### [Problem to solve]
Print every line of the items below without changes, leaving out the pictures.

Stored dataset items
*** Block opens ***
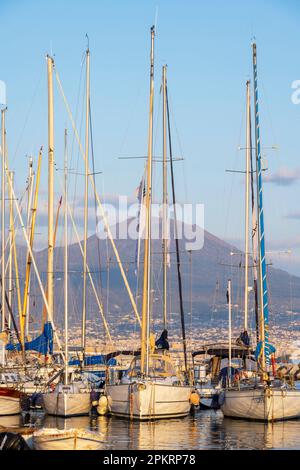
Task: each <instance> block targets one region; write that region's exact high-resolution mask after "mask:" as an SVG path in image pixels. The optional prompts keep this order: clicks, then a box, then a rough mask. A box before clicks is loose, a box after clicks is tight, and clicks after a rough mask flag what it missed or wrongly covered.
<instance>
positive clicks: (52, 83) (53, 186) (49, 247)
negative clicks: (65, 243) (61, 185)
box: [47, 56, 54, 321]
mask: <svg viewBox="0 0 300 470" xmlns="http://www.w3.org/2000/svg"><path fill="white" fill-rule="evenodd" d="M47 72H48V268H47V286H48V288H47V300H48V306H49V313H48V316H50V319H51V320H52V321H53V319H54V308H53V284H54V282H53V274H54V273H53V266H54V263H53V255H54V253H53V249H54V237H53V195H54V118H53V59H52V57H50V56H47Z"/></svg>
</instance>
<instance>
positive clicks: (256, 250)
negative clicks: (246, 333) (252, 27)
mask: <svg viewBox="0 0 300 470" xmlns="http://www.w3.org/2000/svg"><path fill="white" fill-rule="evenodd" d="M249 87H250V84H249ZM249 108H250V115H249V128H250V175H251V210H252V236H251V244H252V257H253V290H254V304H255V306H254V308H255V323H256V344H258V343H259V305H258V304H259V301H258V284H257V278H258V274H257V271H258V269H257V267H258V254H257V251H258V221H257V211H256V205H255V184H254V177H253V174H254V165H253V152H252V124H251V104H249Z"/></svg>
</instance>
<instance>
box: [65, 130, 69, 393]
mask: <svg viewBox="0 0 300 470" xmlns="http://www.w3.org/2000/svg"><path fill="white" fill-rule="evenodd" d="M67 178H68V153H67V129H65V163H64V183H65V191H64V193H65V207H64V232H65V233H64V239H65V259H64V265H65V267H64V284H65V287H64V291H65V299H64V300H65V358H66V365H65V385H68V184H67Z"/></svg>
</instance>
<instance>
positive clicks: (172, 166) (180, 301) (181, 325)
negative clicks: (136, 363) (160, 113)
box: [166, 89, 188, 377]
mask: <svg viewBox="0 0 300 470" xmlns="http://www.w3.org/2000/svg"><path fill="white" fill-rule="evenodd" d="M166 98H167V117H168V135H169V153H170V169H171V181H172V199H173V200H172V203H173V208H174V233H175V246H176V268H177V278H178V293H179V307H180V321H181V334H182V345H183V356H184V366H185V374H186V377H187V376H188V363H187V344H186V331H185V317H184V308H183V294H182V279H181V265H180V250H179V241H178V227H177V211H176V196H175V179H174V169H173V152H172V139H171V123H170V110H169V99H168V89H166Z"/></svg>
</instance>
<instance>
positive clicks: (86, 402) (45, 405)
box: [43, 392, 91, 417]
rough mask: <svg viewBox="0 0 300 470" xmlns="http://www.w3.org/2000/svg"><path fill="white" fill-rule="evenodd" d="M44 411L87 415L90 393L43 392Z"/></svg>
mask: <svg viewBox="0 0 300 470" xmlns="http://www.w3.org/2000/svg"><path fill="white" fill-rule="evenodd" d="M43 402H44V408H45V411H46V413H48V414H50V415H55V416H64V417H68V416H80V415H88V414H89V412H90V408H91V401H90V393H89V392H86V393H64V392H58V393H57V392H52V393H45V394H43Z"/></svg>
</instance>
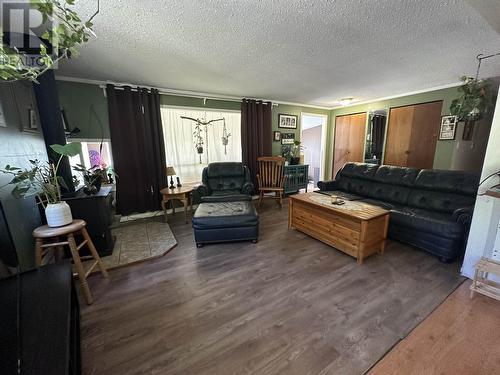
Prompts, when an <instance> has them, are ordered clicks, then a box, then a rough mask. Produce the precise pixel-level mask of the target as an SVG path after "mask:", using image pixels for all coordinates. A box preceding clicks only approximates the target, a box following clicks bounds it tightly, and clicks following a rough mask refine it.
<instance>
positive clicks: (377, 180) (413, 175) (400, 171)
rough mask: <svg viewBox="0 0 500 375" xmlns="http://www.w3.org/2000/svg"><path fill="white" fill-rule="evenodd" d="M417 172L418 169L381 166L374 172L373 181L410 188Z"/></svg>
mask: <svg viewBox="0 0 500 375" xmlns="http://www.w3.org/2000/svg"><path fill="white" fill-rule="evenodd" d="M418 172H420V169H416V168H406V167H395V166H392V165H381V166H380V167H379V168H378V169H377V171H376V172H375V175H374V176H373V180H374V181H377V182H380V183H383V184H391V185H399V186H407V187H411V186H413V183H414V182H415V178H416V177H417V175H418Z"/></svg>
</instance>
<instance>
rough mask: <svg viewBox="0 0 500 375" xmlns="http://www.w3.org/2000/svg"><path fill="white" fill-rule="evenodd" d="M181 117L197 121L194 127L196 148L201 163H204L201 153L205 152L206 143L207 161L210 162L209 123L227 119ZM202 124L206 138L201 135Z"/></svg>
*** Block closes ***
### [Output of the task]
Task: each <instance> block targets one region; write that region's exact high-resolution mask after "mask:" as an SVG path in image pixels. The optional prompts keep this order: clicks, then a box, then a rough mask. A box before clicks is loose, a box after clicks is tight, and clicks after a rough mask flag what it missed or wrongly covered.
<instance>
positive clicks: (52, 83) (53, 186) (49, 247)
negative clicks: (65, 243) (61, 185)
box: [47, 56, 54, 321]
mask: <svg viewBox="0 0 300 470" xmlns="http://www.w3.org/2000/svg"><path fill="white" fill-rule="evenodd" d="M47 72H48V268H47V286H48V288H47V300H48V306H49V313H48V316H50V319H51V320H52V321H53V319H54V308H53V284H54V282H53V274H54V273H53V266H54V263H53V255H54V253H53V249H54V237H53V195H54V118H53V59H52V57H50V56H47Z"/></svg>
</instance>
<instance>
positive clicks: (256, 250)
negative clicks: (246, 333) (252, 27)
mask: <svg viewBox="0 0 300 470" xmlns="http://www.w3.org/2000/svg"><path fill="white" fill-rule="evenodd" d="M249 87H250V84H249ZM249 108H250V115H249V128H250V175H251V210H252V236H251V244H252V257H253V290H254V304H255V306H254V308H255V323H256V344H258V343H259V305H258V304H259V301H258V284H257V278H258V274H257V271H258V269H257V267H258V254H257V251H258V221H257V211H256V205H255V184H254V177H253V174H254V165H253V152H252V124H251V104H249Z"/></svg>
</instance>
<instance>
box: [65, 130, 69, 393]
mask: <svg viewBox="0 0 300 470" xmlns="http://www.w3.org/2000/svg"><path fill="white" fill-rule="evenodd" d="M67 178H68V153H67V129H65V163H64V183H65V191H64V193H65V207H64V232H65V233H64V239H65V259H64V265H65V267H64V284H65V287H64V291H65V299H64V300H65V358H66V365H65V385H68V184H67Z"/></svg>
</instance>
<instance>
positive clicks: (172, 166) (180, 301) (181, 325)
negative clicks: (136, 363) (160, 113)
box: [166, 89, 188, 377]
mask: <svg viewBox="0 0 300 470" xmlns="http://www.w3.org/2000/svg"><path fill="white" fill-rule="evenodd" d="M166 98H167V117H168V135H169V153H170V169H171V181H172V199H173V200H172V203H173V208H174V233H175V246H176V268H177V278H178V293H179V307H180V321H181V334H182V345H183V356H184V366H185V374H186V377H187V376H188V363H187V344H186V331H185V317H184V308H183V294H182V279H181V265H180V250H179V241H178V227H177V211H176V196H175V179H174V169H173V152H172V139H171V123H170V110H169V99H168V89H166Z"/></svg>
</instance>
<instance>
positive clicks: (86, 402) (45, 405)
box: [43, 392, 91, 417]
rough mask: <svg viewBox="0 0 300 470" xmlns="http://www.w3.org/2000/svg"><path fill="white" fill-rule="evenodd" d="M44 411L87 415L90 393L43 392Z"/></svg>
mask: <svg viewBox="0 0 300 470" xmlns="http://www.w3.org/2000/svg"><path fill="white" fill-rule="evenodd" d="M43 402H44V408H45V411H46V413H48V414H50V415H55V416H64V417H68V416H80V415H88V414H89V412H90V408H91V401H90V393H89V392H86V393H64V392H58V393H57V392H52V393H45V394H43Z"/></svg>
</instance>
Prompts, when an <instance> has them, are ordered clicks, then a box, then a rough mask. Produce the precise pixel-level mask of the target as an SVG path after "mask:", using image pixels for all coordinates. A box preceding clicks only approximates the target, a box following clicks bounds it tightly, and clicks following a rough mask refine it.
<instance>
positive clicks: (377, 180) (413, 175) (400, 171)
rough mask: <svg viewBox="0 0 500 375" xmlns="http://www.w3.org/2000/svg"><path fill="white" fill-rule="evenodd" d="M417 172L418 169L381 166L374 172L373 181L410 188Z"/></svg>
mask: <svg viewBox="0 0 500 375" xmlns="http://www.w3.org/2000/svg"><path fill="white" fill-rule="evenodd" d="M418 172H420V169H416V168H406V167H395V166H392V165H381V166H380V167H379V168H378V169H377V171H376V172H375V175H374V176H373V180H374V181H377V182H380V183H383V184H391V185H399V186H407V187H411V186H413V183H414V182H415V178H416V177H417V175H418Z"/></svg>
</instance>
<instance>
rough mask: <svg viewBox="0 0 500 375" xmlns="http://www.w3.org/2000/svg"><path fill="white" fill-rule="evenodd" d="M181 117L197 121L194 127L196 148L201 163H204L201 153L205 152L206 143L207 161L210 162L209 123L227 119ZM202 124L206 138L201 135Z"/></svg>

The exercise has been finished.